Your task: Each line of the material must be returned exactly.

Object location annotation data:
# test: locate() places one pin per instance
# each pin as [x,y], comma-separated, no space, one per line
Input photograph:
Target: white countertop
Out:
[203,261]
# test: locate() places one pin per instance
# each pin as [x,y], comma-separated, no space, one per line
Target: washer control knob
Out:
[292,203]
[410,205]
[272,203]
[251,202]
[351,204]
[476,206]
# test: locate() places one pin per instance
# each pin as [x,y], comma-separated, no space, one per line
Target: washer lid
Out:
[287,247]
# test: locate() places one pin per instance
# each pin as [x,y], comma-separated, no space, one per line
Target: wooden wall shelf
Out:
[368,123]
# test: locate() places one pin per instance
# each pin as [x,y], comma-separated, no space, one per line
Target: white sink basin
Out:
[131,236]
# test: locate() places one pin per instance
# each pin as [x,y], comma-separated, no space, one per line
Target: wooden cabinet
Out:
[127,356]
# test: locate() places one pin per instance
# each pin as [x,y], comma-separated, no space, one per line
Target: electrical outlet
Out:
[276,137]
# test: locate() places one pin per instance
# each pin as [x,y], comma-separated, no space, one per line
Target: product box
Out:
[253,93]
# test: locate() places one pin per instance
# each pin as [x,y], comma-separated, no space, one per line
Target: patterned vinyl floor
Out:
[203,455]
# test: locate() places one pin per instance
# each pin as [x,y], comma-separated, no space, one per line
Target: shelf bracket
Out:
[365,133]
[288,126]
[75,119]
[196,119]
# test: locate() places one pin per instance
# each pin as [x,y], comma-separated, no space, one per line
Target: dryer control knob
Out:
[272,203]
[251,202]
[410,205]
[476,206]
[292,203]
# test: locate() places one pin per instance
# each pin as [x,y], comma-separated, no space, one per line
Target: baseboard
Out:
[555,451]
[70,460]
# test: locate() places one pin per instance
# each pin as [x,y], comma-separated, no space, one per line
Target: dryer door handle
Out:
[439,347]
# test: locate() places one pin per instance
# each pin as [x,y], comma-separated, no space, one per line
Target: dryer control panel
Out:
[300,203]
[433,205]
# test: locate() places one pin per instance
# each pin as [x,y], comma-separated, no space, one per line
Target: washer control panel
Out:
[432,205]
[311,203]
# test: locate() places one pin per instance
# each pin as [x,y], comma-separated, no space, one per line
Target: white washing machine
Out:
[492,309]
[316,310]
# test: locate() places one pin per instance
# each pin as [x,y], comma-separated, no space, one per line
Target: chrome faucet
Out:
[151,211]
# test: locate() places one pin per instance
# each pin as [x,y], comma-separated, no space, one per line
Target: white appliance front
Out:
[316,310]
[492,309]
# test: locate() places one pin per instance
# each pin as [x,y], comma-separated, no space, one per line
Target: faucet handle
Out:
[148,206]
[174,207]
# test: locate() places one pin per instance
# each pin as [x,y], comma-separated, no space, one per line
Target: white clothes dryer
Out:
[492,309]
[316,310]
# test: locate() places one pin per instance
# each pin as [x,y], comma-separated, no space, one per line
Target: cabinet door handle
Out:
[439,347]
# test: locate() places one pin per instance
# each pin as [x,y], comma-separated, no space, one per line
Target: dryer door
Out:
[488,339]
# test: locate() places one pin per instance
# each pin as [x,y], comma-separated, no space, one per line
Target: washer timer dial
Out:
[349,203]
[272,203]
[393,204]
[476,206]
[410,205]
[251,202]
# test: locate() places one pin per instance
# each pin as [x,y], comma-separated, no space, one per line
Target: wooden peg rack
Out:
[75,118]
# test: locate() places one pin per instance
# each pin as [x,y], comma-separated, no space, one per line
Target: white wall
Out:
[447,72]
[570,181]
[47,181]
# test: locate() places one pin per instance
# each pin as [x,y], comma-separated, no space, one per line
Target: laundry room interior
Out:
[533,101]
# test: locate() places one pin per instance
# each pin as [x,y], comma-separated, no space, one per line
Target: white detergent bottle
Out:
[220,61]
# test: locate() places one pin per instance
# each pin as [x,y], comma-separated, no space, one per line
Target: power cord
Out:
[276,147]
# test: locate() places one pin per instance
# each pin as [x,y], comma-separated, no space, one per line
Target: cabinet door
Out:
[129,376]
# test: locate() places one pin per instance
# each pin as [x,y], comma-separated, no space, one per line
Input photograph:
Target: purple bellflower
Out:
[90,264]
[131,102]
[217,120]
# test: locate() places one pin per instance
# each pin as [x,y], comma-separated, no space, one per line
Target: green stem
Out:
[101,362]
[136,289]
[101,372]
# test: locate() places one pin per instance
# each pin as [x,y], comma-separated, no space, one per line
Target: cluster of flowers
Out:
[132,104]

Answer to the problem:
# test: locate() places one pin per instance
# each pin as [x,y], comma-separated, no space, one per line
Input photograph:
Target: white countertop
Out:
[203,261]
# test: locate() places one pin per instance
# each pin as [x,y], comma-separated, no space, one per line
Target: washer control knob
Out:
[292,203]
[410,205]
[272,203]
[251,202]
[351,204]
[476,206]
# test: locate() places one pin per instance
# each pin as [x,y], comma-separated, no space, one per line
Target: washer lid
Out:
[287,247]
# test: locate() places one pin per instance
# each pin as [x,y], comma-separated, no space, one per line
Target: wooden wall shelf
Out:
[368,123]
# test: locate() places one pin per instance
# each pin as [x,y], comma-separated, no space, one per line
Target: white sink basin
Out:
[131,236]
# test: locate() places one pin per instance
# each pin as [x,y], comma-separated, no space, one per line
Target: wooden cabinet
Out:
[127,356]
# test: locate() places one pin per instance
# each pin as [x,y], comma-separated, no space, one per line
Target: electrical outlet
Out:
[276,137]
# test: locate() places one pin per instance
# each pin as [x,y], comma-separated, no space, one per line
Target: product box
Out:
[253,93]
# test: locate() places one pin per instance
# each pin as [x,y], comma-separated, no space, one per line
Target: patterned vinyl floor
Out:
[203,455]
# test: locate() places one pin per instance
# each pin as [x,y], comma-separated, no space, one per line
Target: shelf bracket
Out:
[365,133]
[288,126]
[75,119]
[196,119]
# test: locate() places one pin per instance
# each pin as [x,y], comma-separated, no space, one per line
Target: dryer control knob
Out:
[272,203]
[251,202]
[410,205]
[476,206]
[292,203]
# test: locate() places one pin per instance
# each pin as [x,y], comma-separated, no space, one per line
Target: baseboard
Out:
[555,451]
[70,460]
# test: locate() places one pin per instance
# each pin as [x,y], comma-separated, no space, one per line
Target: dryer door handle
Out:
[439,347]
# test: locate() places one pin per instance
# each pin as [x,y], comma-separated, no space, one per line
Target: dryer control panel
Out:
[300,203]
[433,205]
# test: locate() places one pin per instance
# each pin as [x,y], comma-separated, no space, one per line
Target: washer control panel
Out:
[432,205]
[311,203]
# test: locate() places one pin per instance
# each pin as [x,y], comma-separated, no space, one per line
Target: white washing machine
Out:
[492,309]
[316,310]
# test: locate() places one pin per instance
# each pin as [x,y], comma-separated, no space, one per line
Target: chrome faucet
Out:
[151,211]
# test: locate() places one pin per instance
# each pin as [x,y], comma-separated, no space, one per line
Target: white appliance front
Out:
[316,310]
[492,309]
# test: locate() places one pin per instance
# each pin as [x,y], comma-separated, no space, one per line
Target: faucet handle
Out:
[148,206]
[174,207]
# test: locate() places one pin per instance
# each pin as [x,y], comma-separated, no space, one per line
Target: white clothes dryer
Out:
[492,309]
[316,310]
# test: locate() places one pin per instance
# each pin as [x,y], comma-separated, no space, one per line
Target: cabinet door handle
Out:
[439,347]
# test: locate() places one pin per instance
# each pin as [x,y], comma-separated, no space, one per line
Target: dryer door
Out:
[488,339]
# test: locate() places one pin per instance
# each pin as [x,y], comma-separated, no space, one per line
Target: washer timer dial
Out:
[349,203]
[272,203]
[393,204]
[476,206]
[410,205]
[251,202]
# test: locate() places one pin per instance
# each pin as [x,y], comma-separated, no space, one per line
Target: wooden peg rack
Out:
[75,118]
# test: locate() places one pin per instance
# each pin as [x,y], comma-separated, no space, one per line
Target: white wall
Out:
[447,72]
[570,181]
[47,181]
# test: locate() places one pin per instance
# each pin as [x,y], comma-separated, no space, one per line
Target: laundry room interior
Out:
[533,101]
# test: locate() places one pin per instance
# each pin as [x,y], comma-separated, no space, one per line
Target: white detergent bottle
Out:
[220,61]
# test: locate() places one pin per instance
# each pin as [x,y], comma-separated, no space, one per line
Target: power cord
Out:
[276,147]
# test: locate() places one pin per instance
# each pin as [x,y], comma-separated, no space, one per line
Target: cabinet door
Out:
[129,376]
# test: locate() places one pin per instance
# each pin as [x,y], comma-separated, no space, one per line
Input photograph:
Target: purple bellflower
Out:
[90,264]
[131,102]
[217,120]
# test: locate() places one pin per instance
# each pin as [x,y], comma-separated, no space, one per line
Target: green stem
Out:
[101,362]
[136,289]
[101,372]
# test: locate() places one pin per instance
# each pin as [x,y], comma-separated, no space, one per line
Target: cluster of flowers
Out:
[132,104]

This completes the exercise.